Records supplied:
○ ○ ○ ○
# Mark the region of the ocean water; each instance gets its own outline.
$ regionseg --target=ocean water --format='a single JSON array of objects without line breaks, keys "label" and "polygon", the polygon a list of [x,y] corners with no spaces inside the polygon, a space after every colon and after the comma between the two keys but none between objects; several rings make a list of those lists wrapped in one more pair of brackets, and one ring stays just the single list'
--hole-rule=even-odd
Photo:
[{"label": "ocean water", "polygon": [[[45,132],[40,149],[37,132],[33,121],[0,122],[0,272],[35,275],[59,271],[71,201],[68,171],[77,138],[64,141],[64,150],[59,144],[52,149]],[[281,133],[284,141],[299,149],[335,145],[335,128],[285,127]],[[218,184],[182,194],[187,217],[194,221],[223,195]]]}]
○ ○ ○ ○
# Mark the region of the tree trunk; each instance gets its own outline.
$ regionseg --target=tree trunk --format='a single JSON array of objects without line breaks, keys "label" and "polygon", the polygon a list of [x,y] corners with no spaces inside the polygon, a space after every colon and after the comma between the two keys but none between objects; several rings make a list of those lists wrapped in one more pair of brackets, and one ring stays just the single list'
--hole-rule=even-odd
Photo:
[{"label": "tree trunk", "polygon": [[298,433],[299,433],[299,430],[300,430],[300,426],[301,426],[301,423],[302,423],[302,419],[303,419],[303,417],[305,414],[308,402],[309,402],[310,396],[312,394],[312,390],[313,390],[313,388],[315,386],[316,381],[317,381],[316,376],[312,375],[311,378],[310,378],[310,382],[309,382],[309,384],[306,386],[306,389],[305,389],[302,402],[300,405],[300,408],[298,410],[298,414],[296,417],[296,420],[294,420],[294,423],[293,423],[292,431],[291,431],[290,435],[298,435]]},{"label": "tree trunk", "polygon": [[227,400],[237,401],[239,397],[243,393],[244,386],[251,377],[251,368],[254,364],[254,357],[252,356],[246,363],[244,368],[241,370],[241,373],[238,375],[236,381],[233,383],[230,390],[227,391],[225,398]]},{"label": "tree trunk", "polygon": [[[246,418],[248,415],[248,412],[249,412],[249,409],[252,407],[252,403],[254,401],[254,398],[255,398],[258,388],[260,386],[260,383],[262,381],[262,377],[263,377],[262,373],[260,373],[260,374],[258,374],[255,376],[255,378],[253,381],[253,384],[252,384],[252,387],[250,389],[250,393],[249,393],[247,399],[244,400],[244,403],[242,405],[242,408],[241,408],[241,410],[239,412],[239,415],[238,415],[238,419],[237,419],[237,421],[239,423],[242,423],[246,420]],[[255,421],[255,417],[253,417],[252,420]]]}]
○ ○ ○ ○
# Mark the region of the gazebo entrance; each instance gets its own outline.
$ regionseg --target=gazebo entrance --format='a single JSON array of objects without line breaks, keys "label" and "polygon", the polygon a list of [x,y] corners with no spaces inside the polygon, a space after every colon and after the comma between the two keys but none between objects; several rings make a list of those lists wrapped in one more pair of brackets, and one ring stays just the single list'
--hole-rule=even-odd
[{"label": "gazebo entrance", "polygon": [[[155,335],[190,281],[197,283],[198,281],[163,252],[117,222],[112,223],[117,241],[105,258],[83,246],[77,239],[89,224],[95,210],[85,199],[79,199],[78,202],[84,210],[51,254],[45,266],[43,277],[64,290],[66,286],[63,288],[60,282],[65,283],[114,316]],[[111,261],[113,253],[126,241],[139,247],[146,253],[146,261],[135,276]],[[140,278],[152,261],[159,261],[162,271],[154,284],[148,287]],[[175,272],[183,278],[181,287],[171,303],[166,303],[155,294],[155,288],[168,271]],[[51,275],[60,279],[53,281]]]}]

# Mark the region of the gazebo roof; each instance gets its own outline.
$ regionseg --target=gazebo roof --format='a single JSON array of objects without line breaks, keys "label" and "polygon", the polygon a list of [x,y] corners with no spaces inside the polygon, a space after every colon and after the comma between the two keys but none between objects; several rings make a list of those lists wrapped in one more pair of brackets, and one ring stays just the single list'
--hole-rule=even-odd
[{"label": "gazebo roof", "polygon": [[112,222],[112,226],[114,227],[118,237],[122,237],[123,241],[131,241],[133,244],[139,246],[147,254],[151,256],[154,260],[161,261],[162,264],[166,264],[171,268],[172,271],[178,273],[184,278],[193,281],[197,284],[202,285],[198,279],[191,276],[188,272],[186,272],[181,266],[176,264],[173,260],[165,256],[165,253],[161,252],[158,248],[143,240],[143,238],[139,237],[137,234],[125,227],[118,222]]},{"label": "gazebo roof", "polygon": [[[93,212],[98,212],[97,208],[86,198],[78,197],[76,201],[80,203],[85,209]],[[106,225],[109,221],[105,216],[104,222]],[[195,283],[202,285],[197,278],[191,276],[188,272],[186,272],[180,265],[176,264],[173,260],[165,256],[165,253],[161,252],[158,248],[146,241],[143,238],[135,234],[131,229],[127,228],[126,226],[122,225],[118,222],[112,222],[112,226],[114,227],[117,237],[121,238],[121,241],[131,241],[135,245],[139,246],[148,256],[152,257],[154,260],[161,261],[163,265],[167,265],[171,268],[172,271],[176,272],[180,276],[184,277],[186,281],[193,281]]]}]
○ ○ ○ ○
Exercise directions:
Pick out each line of the material above that contains the word "make", and copy those lines.

Response:
$ regionseg --target=ocean water --format='a single JSON array of objects without line breaks, keys "label" and "polygon", the polygon a list of [x,y] corners with no spaces inside the polygon, a space after every colon and after the comma between the two keys but none between objects; several rings make a list of those lists wrapped in one more pair of brackets, and one ring stays just the single list'
$ regionseg --target=tree trunk --format='a single JSON array of objects without line breaks, keys "label" and "polygon", the polygon a list of [x,y] corners with no spaces inside the polygon, a space after every colon and after the comma between the two keys but none between objects; several rings make a list of those lists wrapped in one more pair of brackets, and one ring stays just the single list'
$ regionseg --target=gazebo entrance --format='a single JSON array of objects without line breaks, keys "label" and "polygon", the polygon a list of [x,y] corners with no spaces inside the polygon, a space after every colon and after the comma between the two keys but none between objects; several rings make a list of those lists wrapped in one more pair of brackets, and one ring stays just the single list'
$ regionseg --target=gazebo roof --format='a single JSON array of objects without line breaks, keys "label" and "polygon", the polygon a list of [x,y] corners with no spaces inside the polygon, a space after every colon and after the comma between the two keys but none between objects; several rings make a list of those lists wrapped in one more pair of brackets, and one ring stays just the single list'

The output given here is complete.